### Information given

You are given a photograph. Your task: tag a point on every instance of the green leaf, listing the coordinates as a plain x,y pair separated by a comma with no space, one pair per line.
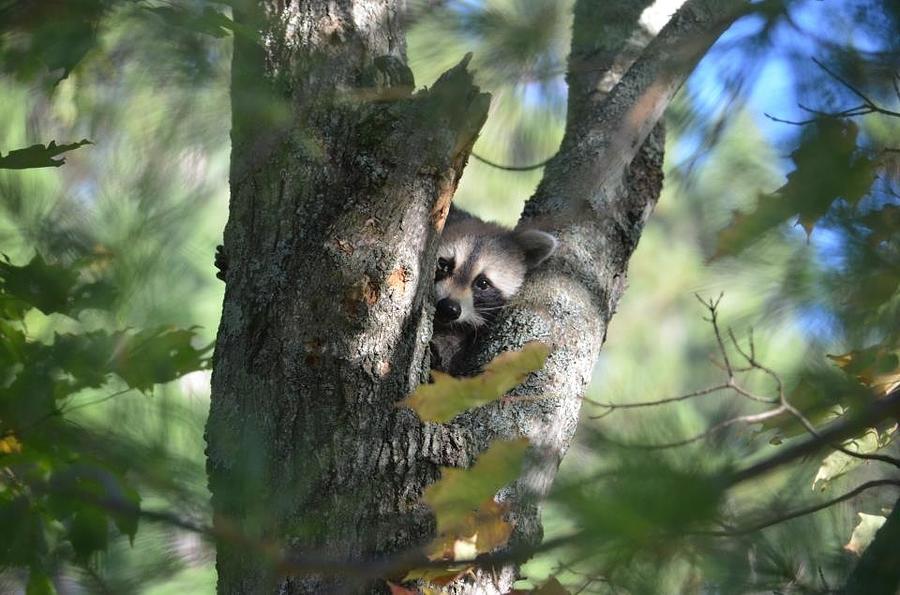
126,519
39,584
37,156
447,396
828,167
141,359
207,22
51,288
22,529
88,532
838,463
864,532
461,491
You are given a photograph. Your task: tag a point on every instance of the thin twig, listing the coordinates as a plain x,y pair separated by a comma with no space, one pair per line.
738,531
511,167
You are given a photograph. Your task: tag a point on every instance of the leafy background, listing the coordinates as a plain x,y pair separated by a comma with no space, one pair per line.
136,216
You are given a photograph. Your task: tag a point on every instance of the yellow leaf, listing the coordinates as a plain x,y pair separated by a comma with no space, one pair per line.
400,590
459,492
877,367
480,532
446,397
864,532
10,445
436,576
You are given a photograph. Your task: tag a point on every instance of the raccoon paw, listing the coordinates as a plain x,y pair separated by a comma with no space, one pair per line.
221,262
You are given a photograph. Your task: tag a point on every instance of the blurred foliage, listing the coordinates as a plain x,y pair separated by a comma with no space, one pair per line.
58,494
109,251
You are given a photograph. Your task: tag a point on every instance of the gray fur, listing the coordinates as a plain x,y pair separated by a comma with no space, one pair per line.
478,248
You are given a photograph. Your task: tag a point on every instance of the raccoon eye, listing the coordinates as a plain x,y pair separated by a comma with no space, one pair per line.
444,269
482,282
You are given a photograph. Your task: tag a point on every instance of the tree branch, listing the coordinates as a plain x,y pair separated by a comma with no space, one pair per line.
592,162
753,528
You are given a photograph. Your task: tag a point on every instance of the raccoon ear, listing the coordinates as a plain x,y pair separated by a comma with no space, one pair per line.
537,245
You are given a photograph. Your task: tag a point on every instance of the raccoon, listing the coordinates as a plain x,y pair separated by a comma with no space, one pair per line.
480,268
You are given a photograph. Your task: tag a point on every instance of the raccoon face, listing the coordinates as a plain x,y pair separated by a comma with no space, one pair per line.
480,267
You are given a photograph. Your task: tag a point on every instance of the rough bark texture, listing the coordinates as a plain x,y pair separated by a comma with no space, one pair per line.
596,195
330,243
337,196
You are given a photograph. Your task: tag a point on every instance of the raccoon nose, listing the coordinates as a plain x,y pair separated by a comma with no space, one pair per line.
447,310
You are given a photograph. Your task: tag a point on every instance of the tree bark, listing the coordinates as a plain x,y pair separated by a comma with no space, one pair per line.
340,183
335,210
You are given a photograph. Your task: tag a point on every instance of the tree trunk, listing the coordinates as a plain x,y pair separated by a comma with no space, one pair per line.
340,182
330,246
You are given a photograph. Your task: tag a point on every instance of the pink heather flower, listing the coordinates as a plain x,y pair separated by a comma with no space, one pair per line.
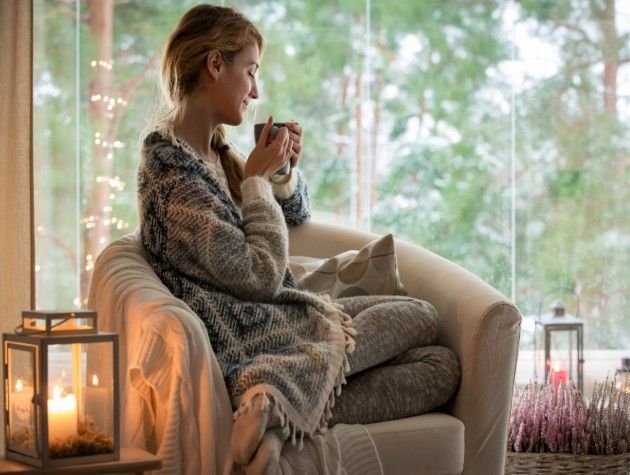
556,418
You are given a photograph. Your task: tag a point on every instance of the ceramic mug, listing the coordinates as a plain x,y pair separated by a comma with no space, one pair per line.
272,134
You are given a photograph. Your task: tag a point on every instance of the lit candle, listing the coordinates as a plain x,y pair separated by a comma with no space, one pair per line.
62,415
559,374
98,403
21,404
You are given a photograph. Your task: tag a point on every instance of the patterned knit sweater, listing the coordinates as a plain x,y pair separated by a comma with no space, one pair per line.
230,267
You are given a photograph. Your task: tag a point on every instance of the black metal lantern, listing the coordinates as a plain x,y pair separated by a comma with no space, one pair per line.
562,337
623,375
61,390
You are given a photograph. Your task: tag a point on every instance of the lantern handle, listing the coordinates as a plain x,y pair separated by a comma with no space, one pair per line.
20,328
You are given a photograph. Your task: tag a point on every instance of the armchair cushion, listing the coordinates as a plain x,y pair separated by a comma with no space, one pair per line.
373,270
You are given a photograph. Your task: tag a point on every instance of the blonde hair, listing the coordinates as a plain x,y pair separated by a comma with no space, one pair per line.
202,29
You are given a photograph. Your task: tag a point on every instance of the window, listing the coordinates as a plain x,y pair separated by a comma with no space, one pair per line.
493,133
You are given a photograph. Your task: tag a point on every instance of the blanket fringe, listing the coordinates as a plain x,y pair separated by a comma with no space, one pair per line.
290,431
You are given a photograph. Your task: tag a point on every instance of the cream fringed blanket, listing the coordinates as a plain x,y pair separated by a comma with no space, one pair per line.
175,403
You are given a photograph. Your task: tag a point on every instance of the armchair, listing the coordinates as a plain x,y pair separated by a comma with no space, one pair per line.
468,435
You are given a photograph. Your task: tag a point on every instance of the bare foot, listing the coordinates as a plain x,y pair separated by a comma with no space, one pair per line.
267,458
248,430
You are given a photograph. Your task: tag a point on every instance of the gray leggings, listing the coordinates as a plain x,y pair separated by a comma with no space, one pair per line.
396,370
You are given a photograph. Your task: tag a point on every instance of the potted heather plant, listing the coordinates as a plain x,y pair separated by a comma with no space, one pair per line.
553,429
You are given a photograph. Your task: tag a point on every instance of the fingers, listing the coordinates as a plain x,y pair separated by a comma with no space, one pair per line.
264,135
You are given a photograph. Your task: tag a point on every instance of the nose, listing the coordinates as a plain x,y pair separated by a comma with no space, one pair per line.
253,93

### Set exercise
Copy every one of the records above word for word, without the pictures.

### Correct output
You are given a photograph. Your task: tag a point on every instance of the green leaf, listing the coordinates as a plain x,y pair separated by a comma with no space, one pair per line.
126,519
39,584
37,156
447,396
828,167
141,359
207,22
51,288
22,529
88,532
838,463
864,532
461,491
You are given a photograph. Your task: tag a point on every instance of the thin twig, listing the coordinates as a plain x,y pair separated by a comma with no space, one pair per line.
738,531
511,167
You are given a photograph. Your task: tag a point on every instance of the leafy background, listing the coordinates as a plain x,y pair separated by a comma with no space, one pair per line.
136,216
You are given a photograph. Your task: tag a point on every instance of the yellow leaf, listing the coordinates as a plain x,y pair separated by a comma with no space, one pair per line.
400,590
459,492
877,367
480,532
446,397
864,532
10,445
436,576
You are given a photograph. Your task: tag a point on every instance of the raccoon paw, listing the coordinates as a plain x,y pair separated by a comma with no space, one pair per line.
221,262
You are given a photograph. Your task: tag a point on every instance of the blurred foliage, listing the coordinates as a plain x,y pair separated by a comma with no space, one pair per line.
58,494
109,251
You are given a photograph. Your task: tag a point on every instance of the gray fur, listing the coordinates as a plain x,y pair separated by a comma with no space, one pair per line.
478,248
You are given a photograph. Your task: tag a point on every instance of the raccoon eye, listing the coordinates as a plain x,y pair separated by a comma with no space, one pair per line.
444,269
482,282
You are given a photograph. Your task: tag a point on every instance of the tree branch, listing the coordinates as a plain x,y pair separated by a comma with no space, one pair per line.
592,162
753,528
You are given a photograph. Your task: tag a point on every instance of the raccoon ear, listing the coordinates as a plain x,y pair separated by a comma with no space, one pair per line.
537,245
You are given a photograph. Your task: tag a point on every instance of the raccoon, listing the coordinates as a plain x,y pair separated by a comma with no space, one pair per line.
480,268
You are given a photograph. Your task: tag a point on every instance of the raccoon face, listing the coordinates as a plain x,y pair separated by a comma with no space, one pair per line.
480,267
You are given a photograph. Your task: tag a point on every instance of the rough bark texture, listing the coordinates as a plain x,y pair separated by a comma with no space, one pair per line.
596,195
330,243
337,196
You are given a photograph. Your task: tag a point on every instance of the raccoon nose, listing the coordinates as a plain x,y pair separated by a comma with no space, one pair per line.
447,310
You are given a photograph. Your task: tag a point on every instance of the tree bark, listing the coordinates as a plain x,y pair separated by a comma with no space, one pair per line.
340,183
335,210
You are given a photograph. Your task: tag a point on every instance of the tree trunk, listing the coordinates as a plain x,y pair separated by a comma with no space, one pair per line.
340,182
330,246
You are given a photograph. Your task: tag a point on every instance of the pink heather flower, listing the coordinates as a plain x,y pair separated by a comma with no space, one pair per line.
556,418
You are given a photograph. Your task: tag a point on every instance of the ceramic mug, listing the coordinates as a plain x,y pair separated by a comma with no space, one pair per line.
272,134
You are given a photograph. Your task: tag a point on every instance of the lit candle, listing the coordinates as a plain x,y pair separated by a comma with no space, one pair per line.
62,415
559,374
98,403
21,404
You are given a photograph. Your task: tag a point on every instance of the patterned knit sweater, listing the coordinates as a plain x,y pair separated by a comma with no space, one pair per line.
230,267
You are given a photograph. Your task: tag a point on every instance of the black metal lantern, listing the coordinates as a plain x,y pair separated by a comma with no space, one pair per line.
562,337
623,375
61,390
You are given a photograph. Your task: tag a point on every instance of the lantern handle, listing the coordinates as a plain x,y pair separated by a comma with no space, one pair per line.
20,328
You are given a photograph. Your task: tag a point on every instance of the armchair cushion, listing the coordinates as a plain x,y pair separated by a comma with no space, one pair per line.
373,270
You are given a photograph. Your task: tag a point on every instance of the blonde hair, listing the coordinates as a plain x,y pair separated by a comma with no space, one pair per line.
202,29
You are given a photograph. Your task: tag a point on every instance of the window, listing the coordinates as a plain x,y pair separated by a comma with no space, one pair per line.
493,133
You are given a photograph. Your task: tag a point on every instance of the blanket fringe, listing the coordinates as a plain x,y pair separated by a comma with no space, one pair per line.
290,431
You are given a photograph. Your task: tag a point on every instance of the cream fringed blanket, listing the coordinates as a plain x,y pair separated by a comma with no space, one pair per line.
175,403
You are given a photograph. Your task: tag a point on every instance of the armchair, listing the coordinates as a plain x,y pair separated by a comma with no space, one pair per line.
468,435
You are given a photograph. Your task: tag a point on every instance of the bare foot, listing the coordinates as a plain x,y pair separated by a comma with no space, one pair per line.
267,458
248,430
You are given a photograph. Your task: tag a point on every instance of the gray leggings, listing the coordinates as a plain x,y pair separated by a comma with no space, one pair per line.
396,370
You are given a photograph. Your task: tag a point on every instance of the potted heather plant, listing the coordinates as a plain x,y pair separated by a comma with no space, one pair per line.
553,429
You are given a photograph. Your task: tag a point on every instance of the fingers, listing the coordinates as a plain x,y pair separated by a comma with no space, one pair per line.
264,135
You are given a photograph. Your task: tag a point on every instance of the nose, listing the coordinates as a plain x,y pair separated by a comma with no space, one pair per line.
253,93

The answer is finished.